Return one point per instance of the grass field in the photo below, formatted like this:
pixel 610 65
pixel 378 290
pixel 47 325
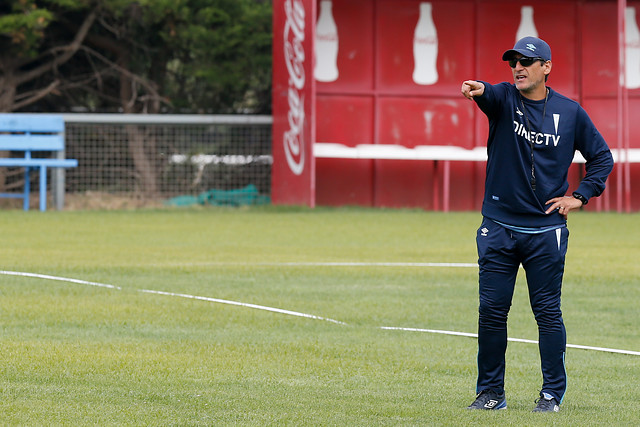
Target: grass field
pixel 146 352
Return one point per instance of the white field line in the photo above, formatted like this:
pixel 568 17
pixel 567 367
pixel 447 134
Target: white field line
pixel 242 304
pixel 328 264
pixel 61 279
pixel 298 314
pixel 466 334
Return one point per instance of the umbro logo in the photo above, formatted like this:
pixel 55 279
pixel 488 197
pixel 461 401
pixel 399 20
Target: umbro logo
pixel 490 404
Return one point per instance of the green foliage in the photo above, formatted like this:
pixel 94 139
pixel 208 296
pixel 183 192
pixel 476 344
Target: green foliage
pixel 152 55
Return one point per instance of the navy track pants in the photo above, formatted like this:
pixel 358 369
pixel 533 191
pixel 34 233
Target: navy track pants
pixel 500 253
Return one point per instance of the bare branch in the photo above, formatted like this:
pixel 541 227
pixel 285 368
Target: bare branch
pixel 68 52
pixel 27 98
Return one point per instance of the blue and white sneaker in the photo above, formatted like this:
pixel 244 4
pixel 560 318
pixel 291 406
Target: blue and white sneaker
pixel 546 403
pixel 489 400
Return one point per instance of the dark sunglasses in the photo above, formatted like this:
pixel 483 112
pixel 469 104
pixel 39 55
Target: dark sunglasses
pixel 525 61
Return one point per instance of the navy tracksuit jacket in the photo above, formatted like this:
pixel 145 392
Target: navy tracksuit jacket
pixel 515 228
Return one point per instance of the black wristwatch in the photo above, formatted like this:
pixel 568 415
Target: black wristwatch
pixel 580 197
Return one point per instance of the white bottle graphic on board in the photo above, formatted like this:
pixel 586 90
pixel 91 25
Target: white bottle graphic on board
pixel 326 68
pixel 631 49
pixel 527 27
pixel 425 48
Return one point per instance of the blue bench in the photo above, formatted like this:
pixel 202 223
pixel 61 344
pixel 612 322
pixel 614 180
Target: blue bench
pixel 28 133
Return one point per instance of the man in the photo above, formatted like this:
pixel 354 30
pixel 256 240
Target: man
pixel 533 135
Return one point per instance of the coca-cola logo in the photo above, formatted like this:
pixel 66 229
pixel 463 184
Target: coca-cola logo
pixel 294 56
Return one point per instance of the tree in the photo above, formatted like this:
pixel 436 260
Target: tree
pixel 136 56
pixel 145 56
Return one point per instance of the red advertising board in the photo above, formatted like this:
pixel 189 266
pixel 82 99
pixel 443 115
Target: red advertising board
pixel 389 72
pixel 293 170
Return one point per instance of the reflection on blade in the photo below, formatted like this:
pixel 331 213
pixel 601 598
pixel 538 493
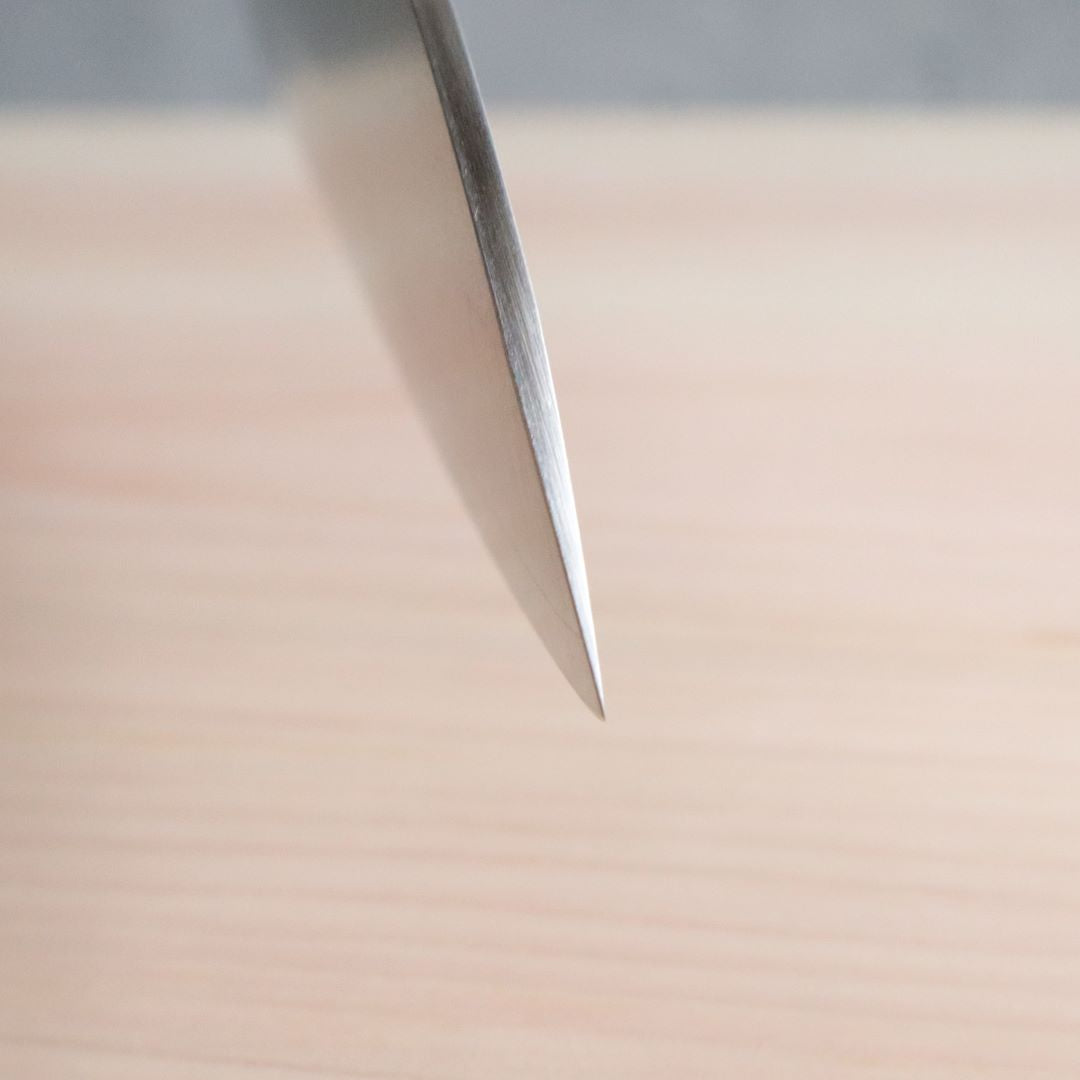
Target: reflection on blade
pixel 391 112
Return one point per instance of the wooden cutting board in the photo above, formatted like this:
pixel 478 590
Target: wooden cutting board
pixel 288 790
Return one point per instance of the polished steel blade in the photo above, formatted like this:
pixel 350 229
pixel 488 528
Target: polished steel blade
pixel 391 112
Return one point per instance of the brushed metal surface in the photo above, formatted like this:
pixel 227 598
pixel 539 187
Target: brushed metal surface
pixel 392 116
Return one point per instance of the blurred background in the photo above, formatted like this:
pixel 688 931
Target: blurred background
pixel 631 52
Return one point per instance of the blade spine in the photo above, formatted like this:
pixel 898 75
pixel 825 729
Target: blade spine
pixel 432 42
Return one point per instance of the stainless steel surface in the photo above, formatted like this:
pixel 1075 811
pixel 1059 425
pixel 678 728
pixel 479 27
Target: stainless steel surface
pixel 390 109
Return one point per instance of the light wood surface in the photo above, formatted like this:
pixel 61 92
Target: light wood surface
pixel 288 790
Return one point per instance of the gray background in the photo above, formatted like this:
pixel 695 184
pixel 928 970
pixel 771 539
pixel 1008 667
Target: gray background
pixel 188 52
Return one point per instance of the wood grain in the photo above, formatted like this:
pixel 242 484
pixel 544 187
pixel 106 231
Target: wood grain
pixel 287 790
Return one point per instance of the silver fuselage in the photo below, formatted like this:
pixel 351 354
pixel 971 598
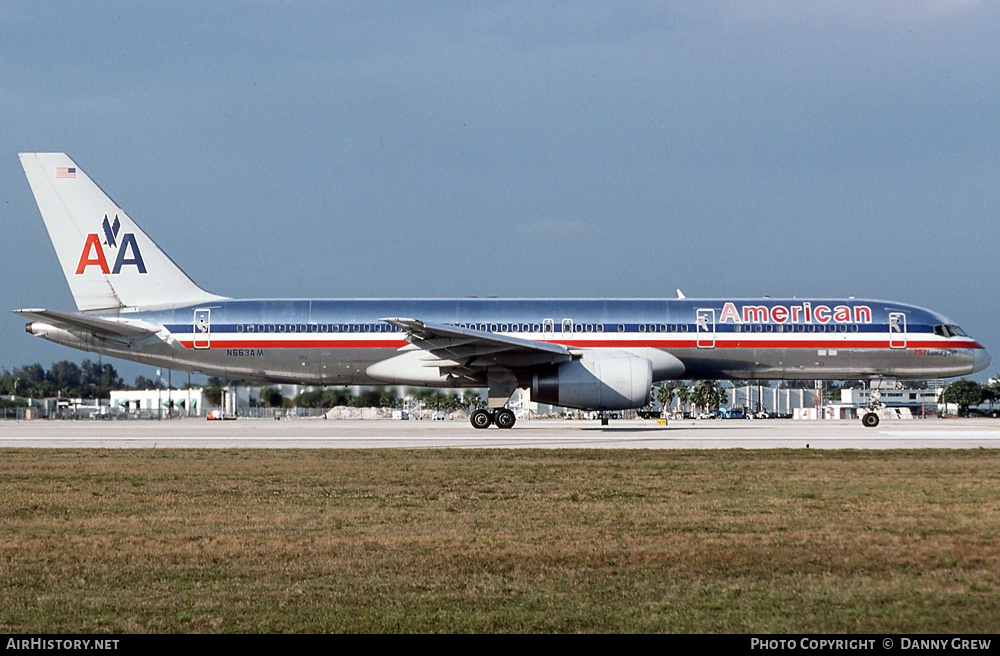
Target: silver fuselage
pixel 333 342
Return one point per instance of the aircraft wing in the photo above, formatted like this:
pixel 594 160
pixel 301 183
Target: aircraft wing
pixel 465 347
pixel 97 326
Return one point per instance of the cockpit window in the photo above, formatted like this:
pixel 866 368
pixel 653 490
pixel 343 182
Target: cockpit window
pixel 949 331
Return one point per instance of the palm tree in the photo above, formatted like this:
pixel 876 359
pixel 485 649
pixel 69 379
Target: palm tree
pixel 665 395
pixel 683 393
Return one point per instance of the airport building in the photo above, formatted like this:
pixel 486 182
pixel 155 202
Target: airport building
pixel 159 402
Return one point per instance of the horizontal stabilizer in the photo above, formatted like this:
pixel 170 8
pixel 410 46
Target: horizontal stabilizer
pixel 69 321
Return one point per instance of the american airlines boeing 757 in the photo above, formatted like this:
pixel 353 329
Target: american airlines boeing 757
pixel 133 302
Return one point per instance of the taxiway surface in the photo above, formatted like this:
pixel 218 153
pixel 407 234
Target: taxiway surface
pixel 543 434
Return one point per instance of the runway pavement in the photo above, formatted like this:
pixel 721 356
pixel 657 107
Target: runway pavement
pixel 543 434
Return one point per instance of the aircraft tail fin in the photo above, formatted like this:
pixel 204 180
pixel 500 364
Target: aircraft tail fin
pixel 108 261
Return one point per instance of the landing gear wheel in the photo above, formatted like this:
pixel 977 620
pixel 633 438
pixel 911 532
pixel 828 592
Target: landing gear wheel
pixel 481 419
pixel 504 418
pixel 869 420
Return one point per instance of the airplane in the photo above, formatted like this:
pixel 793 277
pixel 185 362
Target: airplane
pixel 602 354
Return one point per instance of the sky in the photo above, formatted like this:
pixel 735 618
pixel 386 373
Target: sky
pixel 543 149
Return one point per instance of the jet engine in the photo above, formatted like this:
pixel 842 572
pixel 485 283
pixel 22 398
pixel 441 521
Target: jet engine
pixel 601 379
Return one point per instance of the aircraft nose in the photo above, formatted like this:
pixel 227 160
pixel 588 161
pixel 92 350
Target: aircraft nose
pixel 980 360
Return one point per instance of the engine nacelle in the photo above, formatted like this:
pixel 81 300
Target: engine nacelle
pixel 601 379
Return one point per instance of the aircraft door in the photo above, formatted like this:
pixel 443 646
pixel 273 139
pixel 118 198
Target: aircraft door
pixel 705 327
pixel 202 328
pixel 897 330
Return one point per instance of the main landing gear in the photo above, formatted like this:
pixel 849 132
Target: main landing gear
pixel 870 418
pixel 483 418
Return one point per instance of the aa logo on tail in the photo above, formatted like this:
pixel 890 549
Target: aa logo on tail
pixel 93 250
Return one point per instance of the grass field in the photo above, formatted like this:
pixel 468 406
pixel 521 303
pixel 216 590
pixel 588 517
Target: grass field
pixel 499 541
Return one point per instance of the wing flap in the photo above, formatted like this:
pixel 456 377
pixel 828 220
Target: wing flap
pixel 450 346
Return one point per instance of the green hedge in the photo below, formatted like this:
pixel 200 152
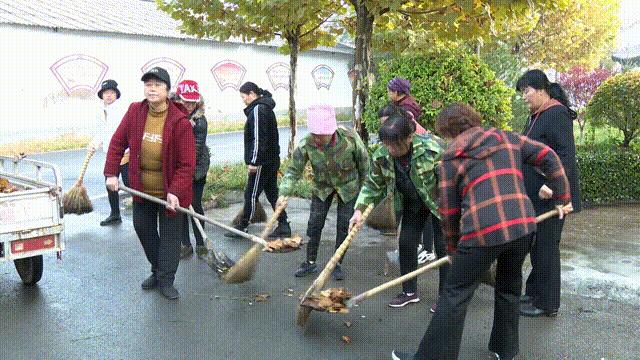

Set problem: Copy all of the material above line for line without changing anything, but leave the pictures out.

Output:
Return one point per instance of the grass field in the photo below, formatted like this:
pixel 610 65
pixel 378 290
pixel 47 325
Target: grass field
pixel 146 352
Return one point per instance of the white field line in the photo above, formatted like this:
pixel 568 17
pixel 567 367
pixel 447 134
Target: white field line
pixel 242 304
pixel 328 264
pixel 61 279
pixel 298 314
pixel 466 334
Return one point per instance of the umbro logo in the photo above, formatted like this:
pixel 55 279
pixel 488 197
pixel 461 401
pixel 399 20
Target: umbro logo
pixel 490 404
Return one point per instance of the green foliage in the photo above, formatted like this:
pixel 94 139
pixel 208 296
pixel 183 192
pixel 476 344
Target: green foliage
pixel 152 55
Return one point per instance of the navy track pants in the photo above, formatted like this:
pixel 358 369
pixel 533 191
pixel 34 233
Target: navy track pants
pixel 500 253
Return one point per instance of the bare branch in the photo above, formatted like this:
pixel 541 227
pixel 285 368
Target: bare branch
pixel 68 52
pixel 27 98
Return one point per instance of the blue and white sneaker in the photo above, formatted like this:
pixel 244 4
pixel 560 318
pixel 291 406
Target: blue and white sneaker
pixel 546 403
pixel 489 400
Return one point per instance of the dark sunglasses in the photo above, formatted like this:
pixel 483 112
pixel 469 104
pixel 39 55
Target: dark sunglasses
pixel 525 61
Return one point per instance of the navy tracksuit jacket in the photo above, formatted like this:
pixel 145 392
Target: navy tracksuit jacket
pixel 515 228
Return one point per instance of the black wristwatch in the photo above, formatted like this:
pixel 568 415
Target: black wristwatch
pixel 580 197
Return one point per instance of the white bottle graphic on board in the photo above, formatted like this:
pixel 586 90
pixel 91 25
Target: white bottle graphic on board
pixel 326 68
pixel 631 49
pixel 527 27
pixel 425 48
Return one point per instance of the blue bench in the photo above, formatted like this:
pixel 202 223
pixel 61 344
pixel 612 322
pixel 614 180
Target: blue bench
pixel 28 133
Return one point per instance of the man in the photo above, formatted like this:
pixel 354 30
pixel 256 240
Target: man
pixel 533 135
Return one point per instance of the coca-cola logo in the photo above, formatted like this:
pixel 66 229
pixel 463 184
Target: coca-cola logo
pixel 294 56
Return one point per instance of the tree in the photo above, formatted like this:
pixel 436 260
Target: tree
pixel 136 56
pixel 145 56
Return one point per instance of the red advertising board in the photo above, formatted like this:
pixel 189 266
pixel 82 99
pixel 443 115
Target: red advertising board
pixel 389 72
pixel 293 170
Return one point per instance of the reflection on blade in the photo below, formatted like this:
pixel 331 213
pixel 601 598
pixel 538 493
Target: reflection on blade
pixel 391 112
Return one point per instance of the wooden cutting board in the photo above, formatted like this:
pixel 478 590
Target: wooden cutting board
pixel 288 790
Return one point per instance of the polished steel blade in the photo above, formatted like this:
pixel 350 229
pixel 488 528
Target: polished steel blade
pixel 391 112
Return one point per instance of the brushed metal surface in the photo above, formatted like this:
pixel 227 598
pixel 539 187
Target: brushed metal surface
pixel 392 116
Return one point per instance of the blurred background in the photo above, formatted like this:
pixel 688 931
Target: blurred background
pixel 631 52
Return one point per instance of the blade spine in the photo above, formatted like this:
pixel 898 75
pixel 825 729
Target: blade spine
pixel 432 42
Return one point per instance of the stainless steel surface in the photo above, formatted like this:
pixel 1075 811
pixel 1059 425
pixel 678 728
pixel 479 27
Target: stainless steel surface
pixel 390 109
Return one point per instance of the light wood surface in the photo above, formatted like this:
pixel 61 92
Target: light wood surface
pixel 288 790
Return one point per instance of the gray background in the photo above, formatted like this:
pixel 695 184
pixel 928 970
pixel 771 539
pixel 1008 667
Target: gray background
pixel 188 52
Return one point per instance of the wood grain in the photo above, formatted like this:
pixel 242 484
pixel 544 187
pixel 106 231
Target: wood grain
pixel 287 790
Return one point per instance of the silver fuselage in the photo below, formatted like this:
pixel 351 354
pixel 971 598
Target: silver fuselage
pixel 333 342
Return one point per instance of the aircraft wing in the photo above, formatted like this:
pixel 594 160
pixel 301 183
Target: aircraft wing
pixel 465 347
pixel 97 326
Return one point per instance of the cockpit window in the photo above, formatted like this:
pixel 866 368
pixel 653 490
pixel 343 182
Target: cockpit window
pixel 949 331
Return one point per instance of the palm tree in the photo above, formatted like this:
pixel 876 359
pixel 485 649
pixel 69 379
Target: palm tree
pixel 665 395
pixel 683 393
Return one point per instance of the airport building in the photo above, formatted like this:
pixel 486 182
pixel 155 202
Target: airport building
pixel 159 402
Return one point per instance of the horizontal stabilizer in the photo above, formatted like this:
pixel 170 8
pixel 410 46
Target: horizontal stabilizer
pixel 69 321
Return one point per instance of the american airlines boeing 757 in the photo above, formatted like this:
pixel 353 329
Target: american airlines boeing 757
pixel 133 302
Return one point per instance of the taxiway surface in the photo above, formatted like this:
pixel 218 153
pixel 407 234
Target: taxiway surface
pixel 543 434
Return one point per instance of the runway pavement in the photo above, formatted like this:
pixel 721 356
pixel 657 107
Target: runway pavement
pixel 543 434
Return one point per instance of the aircraft tail fin in the photo above, formatted like this:
pixel 204 180
pixel 500 364
Target: aircraft tail fin
pixel 108 261
Return one point per instance of the landing gear wheel in the photo above, formatted like this:
pixel 977 620
pixel 633 438
pixel 911 532
pixel 828 592
Target: landing gear wheel
pixel 481 419
pixel 504 418
pixel 869 420
Return one point per instance of the airplane in the photo above, formatted like this:
pixel 793 277
pixel 185 362
Target: airplane
pixel 602 354
Return one point per instance of the sky in the photo above, formatted like this:
pixel 735 618
pixel 386 373
Target: sky
pixel 543 149
Return one point per instance of the jet engine in the photo above, formatted like this:
pixel 842 572
pixel 485 283
pixel 22 398
pixel 441 521
Target: jet engine
pixel 601 379
Return one point per instance of the aircraft nose in the photo above, formatted like this:
pixel 227 160
pixel 588 161
pixel 92 350
Target: aircraft nose
pixel 980 360
Return one point per instance of the engine nacelle in the photo above, formatted like this:
pixel 81 300
Target: engine nacelle
pixel 601 379
Return one point per instance of the aircraft door in the photo above, formatted like this:
pixel 443 646
pixel 273 139
pixel 118 198
Target: aircraft door
pixel 705 327
pixel 202 328
pixel 897 330
Return one point per instance of the main landing gear in the photo above, formatted like this:
pixel 849 132
Target: main landing gear
pixel 870 418
pixel 483 418
Return one point per instance of the aa logo on tail in the photo above, formatted like this:
pixel 890 549
Target: aa logo on tail
pixel 93 250
Return one point per instance of the grass field in the photo above, formatted like this:
pixel 468 406
pixel 521 303
pixel 216 590
pixel 588 517
Target: grass field
pixel 499 541
Return one point per instance of the wing flap in the photo above, formatted like this:
pixel 456 377
pixel 828 220
Target: wing flap
pixel 450 346
Return one point per instance of the green hedge in the photo below, formatted like this:
pixel 200 152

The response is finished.